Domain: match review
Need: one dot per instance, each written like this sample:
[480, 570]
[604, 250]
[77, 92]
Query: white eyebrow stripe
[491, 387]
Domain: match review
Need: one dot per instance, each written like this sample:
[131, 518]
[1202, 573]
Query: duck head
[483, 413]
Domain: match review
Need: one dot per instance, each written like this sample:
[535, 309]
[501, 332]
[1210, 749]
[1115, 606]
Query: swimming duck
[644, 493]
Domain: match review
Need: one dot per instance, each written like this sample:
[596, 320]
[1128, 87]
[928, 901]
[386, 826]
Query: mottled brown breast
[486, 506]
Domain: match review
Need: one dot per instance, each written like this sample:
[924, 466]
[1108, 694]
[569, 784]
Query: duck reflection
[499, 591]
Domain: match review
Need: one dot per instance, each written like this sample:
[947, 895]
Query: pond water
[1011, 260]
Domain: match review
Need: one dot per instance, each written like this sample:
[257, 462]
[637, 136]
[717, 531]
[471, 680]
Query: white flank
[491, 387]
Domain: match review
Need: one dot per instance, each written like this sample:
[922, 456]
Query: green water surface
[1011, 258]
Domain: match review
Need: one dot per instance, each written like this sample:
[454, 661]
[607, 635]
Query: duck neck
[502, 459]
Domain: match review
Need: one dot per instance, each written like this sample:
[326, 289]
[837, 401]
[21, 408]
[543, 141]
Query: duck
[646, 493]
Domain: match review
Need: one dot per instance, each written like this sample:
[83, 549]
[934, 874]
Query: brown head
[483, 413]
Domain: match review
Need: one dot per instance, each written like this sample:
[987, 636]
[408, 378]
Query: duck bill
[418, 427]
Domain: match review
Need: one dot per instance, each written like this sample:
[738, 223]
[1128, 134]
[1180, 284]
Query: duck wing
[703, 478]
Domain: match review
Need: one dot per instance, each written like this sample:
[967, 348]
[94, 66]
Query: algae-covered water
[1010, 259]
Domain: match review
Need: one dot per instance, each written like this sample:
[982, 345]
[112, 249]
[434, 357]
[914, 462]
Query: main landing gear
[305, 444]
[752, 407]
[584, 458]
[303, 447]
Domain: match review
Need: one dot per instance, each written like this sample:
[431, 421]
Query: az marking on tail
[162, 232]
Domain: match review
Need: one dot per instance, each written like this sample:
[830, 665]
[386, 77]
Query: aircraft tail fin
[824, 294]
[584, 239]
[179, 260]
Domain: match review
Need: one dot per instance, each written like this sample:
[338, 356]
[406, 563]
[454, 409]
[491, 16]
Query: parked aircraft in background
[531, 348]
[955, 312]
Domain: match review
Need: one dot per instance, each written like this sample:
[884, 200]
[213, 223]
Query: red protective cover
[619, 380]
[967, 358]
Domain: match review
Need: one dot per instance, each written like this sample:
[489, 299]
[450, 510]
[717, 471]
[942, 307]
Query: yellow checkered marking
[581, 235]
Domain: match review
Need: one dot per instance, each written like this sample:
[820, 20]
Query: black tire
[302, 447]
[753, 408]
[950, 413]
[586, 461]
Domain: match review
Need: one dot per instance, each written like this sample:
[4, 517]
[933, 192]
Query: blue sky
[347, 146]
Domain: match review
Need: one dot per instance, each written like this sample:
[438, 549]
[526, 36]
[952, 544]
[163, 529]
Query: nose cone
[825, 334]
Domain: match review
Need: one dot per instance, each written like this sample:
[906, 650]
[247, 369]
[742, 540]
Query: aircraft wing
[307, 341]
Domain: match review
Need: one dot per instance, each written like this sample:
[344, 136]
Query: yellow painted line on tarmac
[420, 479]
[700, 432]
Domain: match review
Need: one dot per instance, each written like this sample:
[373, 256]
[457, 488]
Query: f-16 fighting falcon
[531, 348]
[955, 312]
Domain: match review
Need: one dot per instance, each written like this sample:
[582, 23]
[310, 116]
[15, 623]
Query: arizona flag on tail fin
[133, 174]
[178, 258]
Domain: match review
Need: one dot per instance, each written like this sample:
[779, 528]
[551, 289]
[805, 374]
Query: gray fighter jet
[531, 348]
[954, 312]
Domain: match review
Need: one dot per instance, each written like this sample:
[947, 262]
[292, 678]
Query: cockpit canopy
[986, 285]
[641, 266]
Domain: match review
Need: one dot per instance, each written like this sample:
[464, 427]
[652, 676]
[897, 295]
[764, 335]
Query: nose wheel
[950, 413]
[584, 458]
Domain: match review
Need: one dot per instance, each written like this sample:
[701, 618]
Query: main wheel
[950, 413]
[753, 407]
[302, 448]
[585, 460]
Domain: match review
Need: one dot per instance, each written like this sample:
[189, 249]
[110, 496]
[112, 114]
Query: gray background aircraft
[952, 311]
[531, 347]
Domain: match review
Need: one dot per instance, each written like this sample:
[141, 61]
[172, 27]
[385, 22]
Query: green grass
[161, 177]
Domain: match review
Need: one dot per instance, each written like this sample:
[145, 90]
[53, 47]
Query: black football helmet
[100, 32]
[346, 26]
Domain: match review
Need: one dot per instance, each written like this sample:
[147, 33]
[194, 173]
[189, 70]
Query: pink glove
_ _ _ _
Copy every line of the data above without changing anything.

== In response ==
Domain: match review
Need: one dot per instance, each written like this sample:
[480, 570]
[604, 250]
[77, 92]
Query: white eyebrow stripe
[491, 387]
Domain: match review
Need: one dot per instance, each written like this sample:
[131, 518]
[1202, 573]
Query: duck head
[483, 413]
Domain: match review
Need: one dot per instance, each written like this sample:
[535, 309]
[501, 332]
[1210, 749]
[1115, 606]
Query: swimming duck
[644, 493]
Domain: match review
Need: one dot per instance, each written like this sample:
[596, 320]
[1128, 87]
[928, 901]
[386, 826]
Query: mottled brown breast
[486, 506]
Domain: match review
Need: one dot per instance, each written like this sample:
[924, 466]
[1108, 694]
[569, 784]
Query: duck reflection
[499, 591]
Domain: match review
Need: one dot per instance, each written like this sample:
[947, 895]
Query: pond water
[1011, 260]
Domain: match review
Need: one dot per instance, each written like this sample:
[257, 462]
[637, 136]
[717, 531]
[471, 680]
Query: white flank
[491, 387]
Domain: match review
Need: one dot per instance, each written like this sample:
[922, 456]
Query: green water surface
[1011, 258]
Domain: match review
Need: one dot per instance, each written like this sample:
[454, 661]
[607, 635]
Query: duck neck
[502, 459]
Domain: match review
Need: one dot per instance, each written like this sample:
[326, 289]
[837, 401]
[21, 408]
[543, 141]
Query: duck
[646, 493]
Domain: match review
Need: one dot per instance, each written like this sample:
[83, 549]
[934, 874]
Query: brown head
[483, 413]
Domain: match review
Need: one dot per instance, each written like this sample:
[987, 636]
[408, 378]
Query: duck bill
[418, 427]
Domain: match review
Need: one dot per instance, each written like this sample:
[738, 223]
[1128, 134]
[1180, 284]
Query: duck wing
[703, 478]
Domain: match review
Need: one dot per instance, each written like this sample:
[967, 348]
[94, 66]
Query: algae-covered water
[1010, 259]
Domain: match review
Need: one dot per instance, each written like this sample:
[982, 345]
[112, 249]
[434, 357]
[914, 462]
Query: main landing gear
[305, 444]
[752, 407]
[584, 458]
[303, 447]
Domain: match review
Need: one dot per instance, each written like this sample:
[431, 421]
Query: az marking on tail
[162, 232]
Domain: match review
Need: one dot per instance, each written like this sample:
[830, 665]
[386, 77]
Query: aircraft tail fin
[824, 294]
[584, 239]
[179, 260]
Domain: match review
Need: one dot per instance, each written like this sample:
[338, 356]
[406, 563]
[454, 409]
[491, 16]
Query: parked aircraft in background
[531, 348]
[955, 312]
Domain: match review
Need: one dot per instance, each written like this sample:
[884, 200]
[213, 223]
Query: red protective cover
[619, 380]
[967, 358]
Domain: match review
Need: one dot per instance, each written like this sample:
[489, 299]
[450, 510]
[717, 471]
[942, 307]
Query: yellow checkered marking
[581, 235]
Domain: match review
Need: one dot per instance, each written like this sample:
[820, 20]
Query: black tire
[302, 447]
[753, 408]
[950, 413]
[586, 461]
Domain: match review
Need: one dot per instance, each written like this sample:
[4, 517]
[933, 192]
Query: blue sky
[347, 146]
Domain: match review
Need: one dot per instance, each written like this sample:
[438, 549]
[526, 36]
[952, 544]
[163, 529]
Query: nose cone
[825, 334]
Domain: match review
Need: one dot per instance, each written like this sample:
[906, 650]
[247, 369]
[742, 540]
Query: aircraft wing
[307, 341]
Domain: match review
Need: one dot per instance, each written like this sample:
[344, 136]
Query: yellow painted line on tarmac
[420, 479]
[700, 432]
Domain: match review
Need: one dot per instance, each written like this sample:
[373, 256]
[457, 488]
Query: f-16 fighting falcon
[531, 348]
[955, 312]
Domain: match review
Need: one dot per instance, each written like this sample:
[582, 23]
[310, 116]
[15, 623]
Query: arizona flag on tail fin
[133, 174]
[178, 258]
Domain: match review
Need: one dot per instance, each written like this sample:
[779, 528]
[551, 289]
[805, 374]
Query: gray fighter jet
[531, 348]
[954, 312]
Domain: match review
Need: one dot per instance, each written like this sample:
[947, 262]
[292, 678]
Query: cockpit canopy
[986, 285]
[641, 266]
Domain: match review
Need: one dot per instance, each written like this sample:
[464, 427]
[652, 676]
[897, 295]
[764, 335]
Query: nose wheel
[950, 413]
[584, 458]
Domain: match review
Need: one dot per instance, each written like this sample:
[701, 618]
Query: main wheel
[950, 413]
[753, 407]
[302, 448]
[585, 460]
Domain: match review
Need: one dot per instance, each written like this sample:
[189, 249]
[110, 496]
[112, 114]
Query: gray background aircraft
[952, 311]
[531, 347]
Domain: match review
Need: one dot per instance, each written like this sample:
[141, 61]
[172, 27]
[385, 22]
Query: green grass
[161, 177]
Domain: match review
Need: one dot per instance, each written like this sample:
[145, 90]
[53, 47]
Query: black football helmet
[100, 32]
[346, 26]
Domain: match review
Need: one dot per instance, each written like this sample:
[147, 33]
[194, 173]
[189, 70]
Query: pink glove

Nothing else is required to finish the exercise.